■ WRITTEN TASK
Rescale everything from the start of the records down to the line containing "x=249, y=244", both ends included. Write out every line again, requests too, but multiply each coordinate in the answers by 1.7 and round it to a whole number, with halves going up.

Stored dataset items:
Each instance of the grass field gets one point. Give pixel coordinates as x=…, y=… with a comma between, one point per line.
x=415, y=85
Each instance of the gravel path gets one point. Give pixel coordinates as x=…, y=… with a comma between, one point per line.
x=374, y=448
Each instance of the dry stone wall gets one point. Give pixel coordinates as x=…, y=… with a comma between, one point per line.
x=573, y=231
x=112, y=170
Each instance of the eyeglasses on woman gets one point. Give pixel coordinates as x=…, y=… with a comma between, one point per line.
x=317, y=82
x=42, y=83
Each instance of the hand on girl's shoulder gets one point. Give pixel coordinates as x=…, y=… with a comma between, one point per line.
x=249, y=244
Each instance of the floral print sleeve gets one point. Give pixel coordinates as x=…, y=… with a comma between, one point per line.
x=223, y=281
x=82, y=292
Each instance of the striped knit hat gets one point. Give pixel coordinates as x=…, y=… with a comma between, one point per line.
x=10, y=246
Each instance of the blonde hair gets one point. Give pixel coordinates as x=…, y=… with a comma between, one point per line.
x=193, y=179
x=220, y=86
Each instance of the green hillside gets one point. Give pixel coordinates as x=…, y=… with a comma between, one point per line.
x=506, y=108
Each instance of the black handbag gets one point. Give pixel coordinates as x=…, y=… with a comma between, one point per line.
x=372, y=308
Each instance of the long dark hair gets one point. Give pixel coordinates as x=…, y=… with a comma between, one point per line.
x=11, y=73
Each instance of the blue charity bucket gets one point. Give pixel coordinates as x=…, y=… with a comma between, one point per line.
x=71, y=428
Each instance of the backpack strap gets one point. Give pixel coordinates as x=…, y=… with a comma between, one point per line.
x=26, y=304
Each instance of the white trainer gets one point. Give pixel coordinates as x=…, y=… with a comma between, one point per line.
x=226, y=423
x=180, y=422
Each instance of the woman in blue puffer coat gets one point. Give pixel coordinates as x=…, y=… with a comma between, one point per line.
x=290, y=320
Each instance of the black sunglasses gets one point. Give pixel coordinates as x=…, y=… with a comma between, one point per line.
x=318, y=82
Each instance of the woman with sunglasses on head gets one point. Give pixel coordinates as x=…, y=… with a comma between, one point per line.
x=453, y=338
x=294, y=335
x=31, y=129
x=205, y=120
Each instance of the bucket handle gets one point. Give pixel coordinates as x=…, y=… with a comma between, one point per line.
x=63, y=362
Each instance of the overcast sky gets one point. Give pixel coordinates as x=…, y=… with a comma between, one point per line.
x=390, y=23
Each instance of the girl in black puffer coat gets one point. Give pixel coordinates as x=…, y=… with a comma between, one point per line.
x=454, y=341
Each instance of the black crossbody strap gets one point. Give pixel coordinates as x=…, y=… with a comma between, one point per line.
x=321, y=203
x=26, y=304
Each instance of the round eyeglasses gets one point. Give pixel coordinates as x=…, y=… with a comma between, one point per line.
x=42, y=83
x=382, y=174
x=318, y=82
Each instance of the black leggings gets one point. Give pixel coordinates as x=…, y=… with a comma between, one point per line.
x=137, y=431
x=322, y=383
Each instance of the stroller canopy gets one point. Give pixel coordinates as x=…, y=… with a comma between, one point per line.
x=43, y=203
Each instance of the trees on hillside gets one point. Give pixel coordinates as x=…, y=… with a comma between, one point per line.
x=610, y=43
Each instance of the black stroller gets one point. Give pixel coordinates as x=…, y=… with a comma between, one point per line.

■ RESPONSE
Each instance of the grass field gets one point. Give pixel coordinates as x=…, y=… with a comma between, one point per line.
x=706, y=145
Each instance of the gravel path gets one point. Give pixel coordinates as x=…, y=… with a comma between, one point per line.
x=636, y=762
Each instance of the dry stone wall gets one point. Give pixel coordinates as x=…, y=… with a comma between, one point per line.
x=974, y=393
x=190, y=289
Each instance of the eyeglasses on woman gets one point. Give pixel coordinates as x=…, y=… with a comma between, one point per line.
x=539, y=139
x=71, y=141
Each instance of the hand on girl's shoulder gets one point. Give pixel coordinates as x=…, y=… with a comma between, one point per line.
x=423, y=415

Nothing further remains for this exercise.